Exercise instructions: Rewrite every line of the records below, replacing each occurrence of "van" with "minibus" and leaving everything else untouched.

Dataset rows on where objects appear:

-- Begin --

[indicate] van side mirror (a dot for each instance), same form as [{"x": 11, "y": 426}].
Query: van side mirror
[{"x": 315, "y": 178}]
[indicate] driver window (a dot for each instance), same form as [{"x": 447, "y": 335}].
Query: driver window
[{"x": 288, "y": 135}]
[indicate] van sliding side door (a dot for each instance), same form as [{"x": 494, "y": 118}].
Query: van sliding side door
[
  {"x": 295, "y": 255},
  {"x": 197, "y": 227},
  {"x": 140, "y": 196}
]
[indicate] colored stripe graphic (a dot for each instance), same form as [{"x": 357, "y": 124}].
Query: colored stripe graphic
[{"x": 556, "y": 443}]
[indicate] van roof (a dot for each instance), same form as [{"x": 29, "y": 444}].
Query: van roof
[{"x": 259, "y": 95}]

-- End --

Solution to this task:
[indicate] minibus side mirror (a dot for each instance), same form as [{"x": 11, "y": 426}].
Query: minibus side mirror
[{"x": 315, "y": 178}]
[indicate] driver window (a dot for each instance), same form as [{"x": 447, "y": 335}].
Query: driver window
[{"x": 288, "y": 135}]
[indicate] minibus sliding side door (a dot for each instance), same form as [{"x": 494, "y": 118}].
Query: minibus sliding side door
[
  {"x": 295, "y": 255},
  {"x": 197, "y": 227},
  {"x": 140, "y": 196}
]
[indicate] colored stripe graphic (a dot for each instance), same form as [{"x": 357, "y": 124}].
Query: colored stripe graphic
[{"x": 556, "y": 443}]
[indicate] minibus roof (a dot for each instance), same form as [{"x": 29, "y": 444}].
Query: minibus roof
[{"x": 259, "y": 95}]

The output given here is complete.